_Input material_
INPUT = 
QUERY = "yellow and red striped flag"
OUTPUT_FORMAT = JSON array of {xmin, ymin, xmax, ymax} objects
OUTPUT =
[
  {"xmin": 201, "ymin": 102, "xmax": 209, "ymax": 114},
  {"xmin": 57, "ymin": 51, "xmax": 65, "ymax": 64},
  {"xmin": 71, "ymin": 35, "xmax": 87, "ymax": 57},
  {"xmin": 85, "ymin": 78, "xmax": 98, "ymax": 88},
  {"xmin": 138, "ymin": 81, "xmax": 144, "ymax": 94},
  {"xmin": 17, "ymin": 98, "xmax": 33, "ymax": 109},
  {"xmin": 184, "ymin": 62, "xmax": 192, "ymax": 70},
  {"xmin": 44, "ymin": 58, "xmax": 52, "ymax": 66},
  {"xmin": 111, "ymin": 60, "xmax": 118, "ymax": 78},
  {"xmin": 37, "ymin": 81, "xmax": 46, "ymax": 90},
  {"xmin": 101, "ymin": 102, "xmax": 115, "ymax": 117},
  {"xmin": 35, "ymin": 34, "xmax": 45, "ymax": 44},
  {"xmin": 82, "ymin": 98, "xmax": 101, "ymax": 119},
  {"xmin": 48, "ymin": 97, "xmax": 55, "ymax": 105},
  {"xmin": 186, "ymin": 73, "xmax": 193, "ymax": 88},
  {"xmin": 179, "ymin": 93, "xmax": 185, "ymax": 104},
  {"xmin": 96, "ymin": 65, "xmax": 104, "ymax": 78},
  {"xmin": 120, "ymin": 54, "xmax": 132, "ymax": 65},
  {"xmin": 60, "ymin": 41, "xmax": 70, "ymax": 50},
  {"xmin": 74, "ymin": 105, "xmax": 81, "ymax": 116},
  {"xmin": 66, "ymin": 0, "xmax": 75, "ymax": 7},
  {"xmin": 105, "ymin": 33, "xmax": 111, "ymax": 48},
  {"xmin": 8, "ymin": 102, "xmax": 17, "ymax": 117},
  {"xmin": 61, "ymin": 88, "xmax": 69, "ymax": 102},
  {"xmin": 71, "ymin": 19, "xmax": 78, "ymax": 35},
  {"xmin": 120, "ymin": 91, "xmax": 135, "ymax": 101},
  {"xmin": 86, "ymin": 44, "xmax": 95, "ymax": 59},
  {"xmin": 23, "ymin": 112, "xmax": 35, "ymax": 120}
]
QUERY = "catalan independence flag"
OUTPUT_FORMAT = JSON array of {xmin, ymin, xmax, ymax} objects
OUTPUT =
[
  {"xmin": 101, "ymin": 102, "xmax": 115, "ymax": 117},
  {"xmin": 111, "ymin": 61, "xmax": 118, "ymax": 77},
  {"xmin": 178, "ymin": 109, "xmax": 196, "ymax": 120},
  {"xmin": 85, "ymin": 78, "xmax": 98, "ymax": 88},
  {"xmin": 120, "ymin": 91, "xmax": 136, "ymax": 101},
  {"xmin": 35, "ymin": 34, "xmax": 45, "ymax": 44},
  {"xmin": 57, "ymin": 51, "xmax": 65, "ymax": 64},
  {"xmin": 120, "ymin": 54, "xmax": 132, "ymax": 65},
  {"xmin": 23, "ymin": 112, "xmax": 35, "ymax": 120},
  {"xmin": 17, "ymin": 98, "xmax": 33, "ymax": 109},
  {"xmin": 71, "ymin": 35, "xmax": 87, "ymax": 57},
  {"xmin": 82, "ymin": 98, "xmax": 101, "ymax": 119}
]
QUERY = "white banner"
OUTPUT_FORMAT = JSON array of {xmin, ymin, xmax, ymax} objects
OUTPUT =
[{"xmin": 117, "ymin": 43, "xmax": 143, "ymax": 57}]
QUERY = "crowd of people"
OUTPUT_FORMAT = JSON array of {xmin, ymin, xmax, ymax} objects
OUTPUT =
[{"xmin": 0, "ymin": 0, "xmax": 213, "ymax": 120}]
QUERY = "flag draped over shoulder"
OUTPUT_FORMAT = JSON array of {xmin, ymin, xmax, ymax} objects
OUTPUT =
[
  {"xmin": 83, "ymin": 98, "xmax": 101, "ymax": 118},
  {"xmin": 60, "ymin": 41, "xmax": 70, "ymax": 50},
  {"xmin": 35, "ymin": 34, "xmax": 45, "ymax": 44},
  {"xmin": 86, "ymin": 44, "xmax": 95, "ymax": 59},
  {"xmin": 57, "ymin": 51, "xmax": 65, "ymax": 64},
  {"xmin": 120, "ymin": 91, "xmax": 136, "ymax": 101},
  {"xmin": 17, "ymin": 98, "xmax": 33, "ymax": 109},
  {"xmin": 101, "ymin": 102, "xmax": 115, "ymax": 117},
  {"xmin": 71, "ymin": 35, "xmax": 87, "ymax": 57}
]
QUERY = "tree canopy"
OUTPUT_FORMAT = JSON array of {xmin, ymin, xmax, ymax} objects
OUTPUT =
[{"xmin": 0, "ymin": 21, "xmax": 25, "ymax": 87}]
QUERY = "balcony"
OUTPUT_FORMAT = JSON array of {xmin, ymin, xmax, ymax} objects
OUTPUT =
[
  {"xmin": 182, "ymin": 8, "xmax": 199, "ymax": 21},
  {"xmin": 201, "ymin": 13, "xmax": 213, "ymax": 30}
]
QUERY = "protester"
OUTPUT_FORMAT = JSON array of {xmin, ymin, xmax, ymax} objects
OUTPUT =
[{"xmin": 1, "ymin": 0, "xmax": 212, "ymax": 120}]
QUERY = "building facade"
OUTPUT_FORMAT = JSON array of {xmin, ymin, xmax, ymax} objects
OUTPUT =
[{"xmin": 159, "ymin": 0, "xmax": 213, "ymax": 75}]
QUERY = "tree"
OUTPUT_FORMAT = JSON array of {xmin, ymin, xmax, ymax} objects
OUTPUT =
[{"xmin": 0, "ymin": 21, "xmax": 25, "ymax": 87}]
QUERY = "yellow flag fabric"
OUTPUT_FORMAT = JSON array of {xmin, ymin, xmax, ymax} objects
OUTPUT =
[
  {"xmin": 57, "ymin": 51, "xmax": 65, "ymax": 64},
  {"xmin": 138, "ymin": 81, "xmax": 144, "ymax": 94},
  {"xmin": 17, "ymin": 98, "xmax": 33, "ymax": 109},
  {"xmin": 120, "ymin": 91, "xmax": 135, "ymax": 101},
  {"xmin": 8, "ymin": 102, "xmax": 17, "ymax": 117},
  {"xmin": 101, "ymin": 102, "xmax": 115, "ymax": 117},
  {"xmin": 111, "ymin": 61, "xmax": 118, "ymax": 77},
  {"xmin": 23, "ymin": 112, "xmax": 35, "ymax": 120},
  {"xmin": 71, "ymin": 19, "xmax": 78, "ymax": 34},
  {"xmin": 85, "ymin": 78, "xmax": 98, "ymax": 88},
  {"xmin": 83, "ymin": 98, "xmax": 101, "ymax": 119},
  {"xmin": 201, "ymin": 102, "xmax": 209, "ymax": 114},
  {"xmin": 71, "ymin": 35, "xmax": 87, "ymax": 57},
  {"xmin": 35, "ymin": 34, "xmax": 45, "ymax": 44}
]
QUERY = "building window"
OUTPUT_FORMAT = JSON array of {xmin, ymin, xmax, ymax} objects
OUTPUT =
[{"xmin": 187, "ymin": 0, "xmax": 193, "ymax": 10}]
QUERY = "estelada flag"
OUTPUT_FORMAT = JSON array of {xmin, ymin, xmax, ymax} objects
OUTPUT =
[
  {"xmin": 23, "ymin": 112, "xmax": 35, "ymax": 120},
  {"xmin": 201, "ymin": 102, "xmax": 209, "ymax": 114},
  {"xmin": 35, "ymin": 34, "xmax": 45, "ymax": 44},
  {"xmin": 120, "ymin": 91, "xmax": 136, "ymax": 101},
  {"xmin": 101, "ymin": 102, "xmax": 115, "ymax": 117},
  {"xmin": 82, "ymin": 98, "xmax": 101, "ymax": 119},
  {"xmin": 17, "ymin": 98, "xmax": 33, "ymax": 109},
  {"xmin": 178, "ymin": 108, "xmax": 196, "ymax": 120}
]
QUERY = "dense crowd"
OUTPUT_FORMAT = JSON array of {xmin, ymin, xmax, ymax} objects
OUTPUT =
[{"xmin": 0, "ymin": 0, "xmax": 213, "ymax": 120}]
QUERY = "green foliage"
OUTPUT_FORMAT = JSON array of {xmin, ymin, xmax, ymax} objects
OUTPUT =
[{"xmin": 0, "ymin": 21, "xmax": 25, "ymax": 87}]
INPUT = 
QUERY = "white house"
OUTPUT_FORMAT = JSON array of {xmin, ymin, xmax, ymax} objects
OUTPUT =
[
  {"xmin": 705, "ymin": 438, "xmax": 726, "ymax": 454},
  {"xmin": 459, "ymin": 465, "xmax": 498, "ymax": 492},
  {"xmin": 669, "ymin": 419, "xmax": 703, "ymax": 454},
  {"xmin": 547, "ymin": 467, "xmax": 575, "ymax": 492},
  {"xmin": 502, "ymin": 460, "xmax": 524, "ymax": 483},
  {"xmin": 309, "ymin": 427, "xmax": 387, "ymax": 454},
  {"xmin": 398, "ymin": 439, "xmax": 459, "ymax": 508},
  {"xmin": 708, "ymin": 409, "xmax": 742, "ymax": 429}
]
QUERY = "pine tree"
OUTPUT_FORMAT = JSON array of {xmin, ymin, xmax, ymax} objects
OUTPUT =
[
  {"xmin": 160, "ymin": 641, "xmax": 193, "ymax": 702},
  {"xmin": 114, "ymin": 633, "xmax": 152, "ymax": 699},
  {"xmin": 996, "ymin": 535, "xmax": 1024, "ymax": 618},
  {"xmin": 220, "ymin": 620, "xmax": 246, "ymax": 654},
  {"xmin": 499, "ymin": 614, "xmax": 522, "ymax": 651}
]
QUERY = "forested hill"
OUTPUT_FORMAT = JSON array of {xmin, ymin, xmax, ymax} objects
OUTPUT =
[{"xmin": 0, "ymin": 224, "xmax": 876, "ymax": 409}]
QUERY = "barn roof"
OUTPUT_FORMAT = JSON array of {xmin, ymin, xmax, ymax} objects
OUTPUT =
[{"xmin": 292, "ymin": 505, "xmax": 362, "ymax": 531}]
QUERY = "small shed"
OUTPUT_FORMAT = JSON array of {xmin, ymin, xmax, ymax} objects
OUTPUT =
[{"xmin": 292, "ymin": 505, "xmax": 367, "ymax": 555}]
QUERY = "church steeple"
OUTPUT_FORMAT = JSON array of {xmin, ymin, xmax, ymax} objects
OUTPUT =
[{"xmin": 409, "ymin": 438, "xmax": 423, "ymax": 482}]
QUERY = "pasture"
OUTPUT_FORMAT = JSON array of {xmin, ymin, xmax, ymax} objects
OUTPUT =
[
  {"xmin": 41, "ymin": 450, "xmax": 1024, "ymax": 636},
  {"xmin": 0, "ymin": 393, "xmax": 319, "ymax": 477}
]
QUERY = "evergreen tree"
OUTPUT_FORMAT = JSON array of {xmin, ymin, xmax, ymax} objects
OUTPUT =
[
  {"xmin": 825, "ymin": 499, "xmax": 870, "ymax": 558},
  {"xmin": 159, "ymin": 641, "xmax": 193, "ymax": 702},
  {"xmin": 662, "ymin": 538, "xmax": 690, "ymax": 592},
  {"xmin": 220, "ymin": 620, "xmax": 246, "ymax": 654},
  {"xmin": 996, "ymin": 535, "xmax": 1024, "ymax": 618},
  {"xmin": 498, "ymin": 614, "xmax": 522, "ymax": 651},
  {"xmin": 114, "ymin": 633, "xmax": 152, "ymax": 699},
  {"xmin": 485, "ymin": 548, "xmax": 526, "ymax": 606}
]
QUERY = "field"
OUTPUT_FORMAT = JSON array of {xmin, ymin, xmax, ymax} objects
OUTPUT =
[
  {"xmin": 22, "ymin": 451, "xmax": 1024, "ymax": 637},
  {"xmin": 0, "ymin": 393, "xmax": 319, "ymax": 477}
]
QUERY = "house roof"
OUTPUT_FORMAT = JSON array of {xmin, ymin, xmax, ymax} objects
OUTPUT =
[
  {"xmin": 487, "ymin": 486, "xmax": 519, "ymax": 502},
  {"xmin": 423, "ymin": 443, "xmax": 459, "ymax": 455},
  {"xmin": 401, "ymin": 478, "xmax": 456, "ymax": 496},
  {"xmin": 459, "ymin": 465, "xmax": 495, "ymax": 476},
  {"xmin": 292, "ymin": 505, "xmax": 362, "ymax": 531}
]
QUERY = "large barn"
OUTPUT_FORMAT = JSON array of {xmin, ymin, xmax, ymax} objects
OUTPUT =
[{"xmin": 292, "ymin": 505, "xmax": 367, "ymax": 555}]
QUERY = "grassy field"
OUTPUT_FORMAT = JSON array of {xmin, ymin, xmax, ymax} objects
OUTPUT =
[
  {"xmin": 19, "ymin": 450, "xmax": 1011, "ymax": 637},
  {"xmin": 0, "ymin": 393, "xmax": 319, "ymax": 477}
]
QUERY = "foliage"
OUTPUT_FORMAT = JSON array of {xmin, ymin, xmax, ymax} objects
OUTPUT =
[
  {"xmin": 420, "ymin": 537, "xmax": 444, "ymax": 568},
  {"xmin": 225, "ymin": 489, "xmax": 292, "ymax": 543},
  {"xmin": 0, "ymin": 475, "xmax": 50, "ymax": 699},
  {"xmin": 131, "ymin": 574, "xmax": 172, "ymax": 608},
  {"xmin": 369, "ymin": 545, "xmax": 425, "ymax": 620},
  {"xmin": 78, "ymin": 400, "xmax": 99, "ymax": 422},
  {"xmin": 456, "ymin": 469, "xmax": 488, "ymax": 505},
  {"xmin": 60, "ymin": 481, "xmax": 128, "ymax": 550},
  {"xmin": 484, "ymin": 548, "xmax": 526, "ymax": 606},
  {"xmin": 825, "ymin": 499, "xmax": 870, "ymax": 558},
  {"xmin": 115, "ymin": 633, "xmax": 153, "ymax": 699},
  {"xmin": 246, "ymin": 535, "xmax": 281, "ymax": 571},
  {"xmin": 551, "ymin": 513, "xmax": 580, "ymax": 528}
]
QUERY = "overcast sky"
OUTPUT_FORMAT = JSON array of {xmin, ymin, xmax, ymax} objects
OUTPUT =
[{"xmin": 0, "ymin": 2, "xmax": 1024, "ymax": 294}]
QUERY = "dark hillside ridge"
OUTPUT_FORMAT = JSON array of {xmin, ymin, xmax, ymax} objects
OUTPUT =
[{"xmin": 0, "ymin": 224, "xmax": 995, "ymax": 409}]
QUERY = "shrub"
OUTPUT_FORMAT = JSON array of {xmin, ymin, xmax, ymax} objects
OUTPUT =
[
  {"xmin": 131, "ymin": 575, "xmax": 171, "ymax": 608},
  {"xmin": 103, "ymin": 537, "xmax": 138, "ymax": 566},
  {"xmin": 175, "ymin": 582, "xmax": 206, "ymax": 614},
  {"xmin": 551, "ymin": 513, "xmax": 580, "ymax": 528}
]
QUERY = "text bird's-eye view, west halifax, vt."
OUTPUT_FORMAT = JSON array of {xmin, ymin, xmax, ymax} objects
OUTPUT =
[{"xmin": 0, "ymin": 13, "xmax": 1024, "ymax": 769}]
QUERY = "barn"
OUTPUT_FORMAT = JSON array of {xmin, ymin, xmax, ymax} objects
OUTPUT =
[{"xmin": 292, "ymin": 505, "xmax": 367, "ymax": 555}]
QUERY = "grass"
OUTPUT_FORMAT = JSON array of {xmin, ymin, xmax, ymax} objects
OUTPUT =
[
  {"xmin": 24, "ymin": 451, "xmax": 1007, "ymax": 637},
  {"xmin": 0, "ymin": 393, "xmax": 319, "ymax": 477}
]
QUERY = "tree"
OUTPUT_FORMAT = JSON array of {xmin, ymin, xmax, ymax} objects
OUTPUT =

_Set problem_
Report every line of the listing above that contains the word "flag", copying each one in full.

_Written response_
QUERY = "yellow and red striped flag"
QUERY = "catalan independence flag"
QUERY = "flag draped over shoulder"
QUERY = "yellow flag fabric"
QUERY = "estelada flag"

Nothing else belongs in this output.